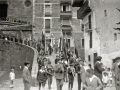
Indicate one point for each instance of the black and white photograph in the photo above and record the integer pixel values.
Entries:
(59, 44)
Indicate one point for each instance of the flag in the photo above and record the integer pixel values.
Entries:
(76, 52)
(43, 40)
(65, 49)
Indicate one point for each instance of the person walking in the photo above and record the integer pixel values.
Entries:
(12, 77)
(98, 68)
(50, 73)
(42, 77)
(26, 76)
(71, 74)
(78, 71)
(59, 74)
(116, 72)
(92, 82)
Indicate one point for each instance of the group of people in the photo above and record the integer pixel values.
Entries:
(65, 70)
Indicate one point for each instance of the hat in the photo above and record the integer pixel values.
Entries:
(26, 62)
(98, 57)
(91, 71)
(72, 64)
(116, 58)
(49, 62)
(80, 60)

________________

Rewrite the part of the rows that starts with the line containing "Indicate one point for each instance of the group" and runs through the end of the rows as a Markdown table. Use a "No." column for the line's position and a "Line" column for its text, and leave out any blank lines.

### Result of the exercise
| No. | Line |
|---|---|
| 1 | Indicate one point for each instance of the group of people in the photo above and record the integer pixel values. |
| 2 | Entries: |
| 3 | (65, 70) |
| 4 | Indicate one point for each instance of the hat in the photo above and record the integer pixel values. |
| 5 | Entries: |
| 6 | (26, 62) |
| 7 | (98, 57) |
| 8 | (91, 71) |
| 9 | (72, 64) |
| 10 | (116, 58) |
| 11 | (49, 62) |
| 12 | (80, 60) |